Document extract Start Marker

Although there are various protocols in molecular biology where reactions utilizing more than one enzyme are combined, the inhibition of RNA polymerases by reagents such as pyrophosphate and phosphate can thwart efforts to simplify protocols. For example, a typical protocol for amplification of mRNA involves synthesizing a first strand cDNA using reverse transcriptase, followed by a second strand cDNA synthesis using DNA polymerase, then RNA transcription from the cDNA using RNA polymerase. See, e.g., Wang et al., 2000. These protocols usually require a cDNA purification step after the second strand synthesis because buffers and reaction products present from the cDNA synthesis procedures inhibit the RNA polymerase. Some second strand synthesis buffers are available that do not have phosphate, but an RNA polymerase that is not inhibited by phosphate would make their use, or a cDNA purification step, unnecessary.

Document extract End Marker

Write the next part of the passage on RNA polymerase inhibition in combined enzyme protocols, picking up right after its last sentence. You can set aside the listing after this text, since nothing here depends on it.

Study material Start Marker

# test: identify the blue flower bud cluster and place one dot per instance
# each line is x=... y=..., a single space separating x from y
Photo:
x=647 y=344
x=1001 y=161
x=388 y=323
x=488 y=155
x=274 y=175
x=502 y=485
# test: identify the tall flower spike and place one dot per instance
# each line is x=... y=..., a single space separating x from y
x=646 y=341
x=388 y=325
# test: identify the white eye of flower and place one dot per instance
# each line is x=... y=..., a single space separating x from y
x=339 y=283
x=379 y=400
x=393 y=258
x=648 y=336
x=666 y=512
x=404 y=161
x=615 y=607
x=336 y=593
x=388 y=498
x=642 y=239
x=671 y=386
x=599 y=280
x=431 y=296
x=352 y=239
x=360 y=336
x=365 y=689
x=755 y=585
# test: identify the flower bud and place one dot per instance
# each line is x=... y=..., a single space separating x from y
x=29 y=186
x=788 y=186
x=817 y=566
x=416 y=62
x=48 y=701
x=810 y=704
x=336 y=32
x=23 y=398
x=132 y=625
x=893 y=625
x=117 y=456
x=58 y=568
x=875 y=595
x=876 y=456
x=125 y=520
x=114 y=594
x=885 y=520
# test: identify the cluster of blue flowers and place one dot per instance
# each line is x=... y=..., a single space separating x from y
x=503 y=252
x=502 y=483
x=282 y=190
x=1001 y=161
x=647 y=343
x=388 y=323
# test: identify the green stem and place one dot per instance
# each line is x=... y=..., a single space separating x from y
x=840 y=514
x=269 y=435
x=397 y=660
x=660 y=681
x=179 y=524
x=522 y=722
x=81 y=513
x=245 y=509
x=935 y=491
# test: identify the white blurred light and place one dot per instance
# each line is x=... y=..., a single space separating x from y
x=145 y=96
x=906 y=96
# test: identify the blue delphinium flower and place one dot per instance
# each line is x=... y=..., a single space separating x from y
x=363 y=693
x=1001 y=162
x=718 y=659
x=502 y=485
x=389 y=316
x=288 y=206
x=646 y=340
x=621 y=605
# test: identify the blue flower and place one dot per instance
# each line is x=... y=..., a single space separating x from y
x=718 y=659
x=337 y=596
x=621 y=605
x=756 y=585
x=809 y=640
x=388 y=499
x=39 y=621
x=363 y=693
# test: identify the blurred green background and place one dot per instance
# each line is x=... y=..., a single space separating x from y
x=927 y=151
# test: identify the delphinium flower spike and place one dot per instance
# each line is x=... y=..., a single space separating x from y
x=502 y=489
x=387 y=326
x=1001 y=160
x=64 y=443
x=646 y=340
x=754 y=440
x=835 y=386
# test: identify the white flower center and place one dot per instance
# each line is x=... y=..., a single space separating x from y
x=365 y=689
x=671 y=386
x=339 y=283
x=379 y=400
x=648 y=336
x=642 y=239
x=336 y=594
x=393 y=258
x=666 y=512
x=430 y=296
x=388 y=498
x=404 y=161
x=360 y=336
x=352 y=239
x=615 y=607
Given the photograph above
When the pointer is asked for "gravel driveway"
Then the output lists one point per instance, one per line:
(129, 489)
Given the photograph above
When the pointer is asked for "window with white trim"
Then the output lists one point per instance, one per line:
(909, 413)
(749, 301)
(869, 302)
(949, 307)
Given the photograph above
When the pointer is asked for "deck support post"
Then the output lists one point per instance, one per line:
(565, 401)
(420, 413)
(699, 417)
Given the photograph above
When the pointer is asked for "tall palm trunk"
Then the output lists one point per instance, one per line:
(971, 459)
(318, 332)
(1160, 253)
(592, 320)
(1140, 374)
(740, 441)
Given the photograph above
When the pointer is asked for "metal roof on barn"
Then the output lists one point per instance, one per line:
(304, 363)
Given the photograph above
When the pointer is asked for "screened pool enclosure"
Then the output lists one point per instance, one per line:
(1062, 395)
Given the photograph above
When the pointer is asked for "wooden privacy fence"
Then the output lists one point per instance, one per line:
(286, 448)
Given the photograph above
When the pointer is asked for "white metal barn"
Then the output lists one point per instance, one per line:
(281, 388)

Study material End Marker

• Written answer:
One of the characteristics of wild-type T7 RNA polymerase is the ability to carry out some level of promoter independent synthesis by using the 3′ ends of single-stranded DNA as an initiation site. For in vitro transcription reactions, substrates that give this synthesis can be DNA primers and double-stranded linearized DNA with single-stranded 3′ tails. This can especially be a problem when there are large amounts of primers present and low levels of promoter templates. This can also take place with low amounts of RNA analyte samples where single-stranded carrier DNA has been added to increase efficiency of recovery. As a consequence of this property, there can be a large amount of aberrant synthesis taking place even in the complete absence of any input RNA, thus implying that at low levels of legitimate targets, a large amount of labeled product is only contributing to background and not signal. Secondly, the formation of this promoter independent synthesis uses up reagents such that the net yield of legitimate product can be decreased by competition with the promoter independent synthesis.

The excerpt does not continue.